**ENUNCIADO:** Prosigue el texto sobre los caciques y la nobleza de Guadalajara a partir de su última oración.

PAISANOS "BENEMÉRITOS" DEL SIGLO XV


Nos duele, seguro que sí, que a esta tierra nuestra se la reconozca por los extraños más afines y por muchos de lo propios, como la "Provincia de los caciques". Un sambenito que alguien se sacó de la chistera alguna bvez y que ahí está, enquistado en el saber popular sin que se pueda hacer gran cosa por que desaparezca, aparte de dejar correr el tiempo que acaba con todo. La cosa es que, cuando uno hurga sólo un poquito en la personal condición de tantos grandes y de tantos poderosos como nacieron o vivieron aquí, durante el siglo XX sobre todo, habremos que reconocer, mal que nos pese, que a la acusación no le faltan ciertos tintes de verdad. También es cierto que si saltamos los límites de nuestro mapa provincial, nos encontramos con que en mayor o menor medida en todas partes cuecen habas, aunque la nuestra, según parece, sea una caldera un poco mayor.
Los excesivos títulos nobiliarios que familias enteras muy influyentes ostentaron, con riqueza y mando en vidas y haciendas desde los últimos coletazos de la Edad Media, no han favorecido mucho que digamos a las gentes de Guadalajara en toda su extensión, es más, se llegó a crear una conciencia histórica colectiva en la que aquello de que el pez grande se come al chico, pareció siempre algo inherente al espíritu de nuestros paisanos por años y siglos, como si se tratara de algo especialmente nuestro. Evito dar nombres, pues todos ellos brillan con luz propia en el firmamento alcarreño, y la Historia de Guadalajara, también la de España, los recogen para bien o para mal y aquí, a cuatro pasos de nosotros, se guarda en piedra nobiliaria la huella de su pasado.

**FILAS DE DATOS:**
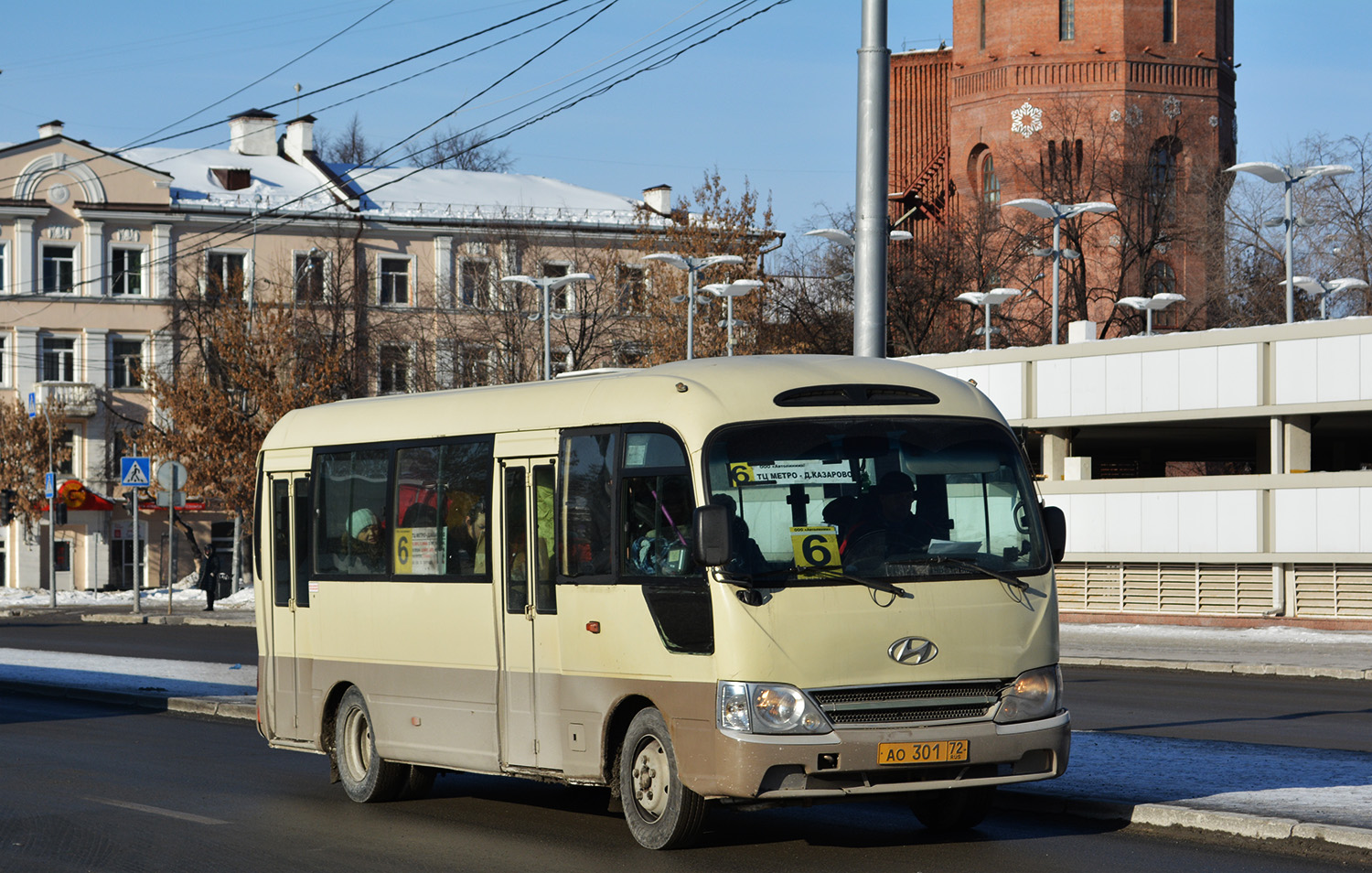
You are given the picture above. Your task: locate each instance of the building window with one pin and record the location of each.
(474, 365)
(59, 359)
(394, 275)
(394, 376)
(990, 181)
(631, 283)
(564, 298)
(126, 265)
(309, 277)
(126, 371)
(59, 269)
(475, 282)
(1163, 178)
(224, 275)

**RESULTADO:**
Podemos presumir -desde luego que sí- de paisanos ilustres que de una manera u otra dejaron mucho de ellos para sus coetáneos y aun para los que vendríamos después, pero no todos. En la memoria del lector seguro que quedó inscrito el nombre de varios, de los que nos honraron con su estar aquí y de otros que no. Sálvese quien pueda.
Hoy vamos a hablar de cuatro de estos ciudadanos de mala ralea, de antihéroes que crió esta tierra, y que, por lo menos en documentos escritos y en el decir de las gentes siguiendo el hilo de la tradición, sus nombres han llegado hasta nosotros y con ellos su pésima condición como ciudadanos de otro tiempo.
Imagínense la Castilla del siglo XV, sobre todo la de su primera mitad bajo el reinado de un monarca inútil y falto de personalidad hasta el extremo, Juan II, y con verdaderas jaurías de nobles por doquier dispuestos a devorar, a devorarse unos a otros y a terminar con la autoridad real que, con la entrada bañada en sangre de los Trastámara, fue debilitándose paulatinamente por falta de autoridad que pusiera coto a los desmanes de los poderosos. Los Reyes Católicos aparecerían después, y una vez conseguida la unidad nacional pondrían las cosas en su sitio. ¿Pero, hasta entonces?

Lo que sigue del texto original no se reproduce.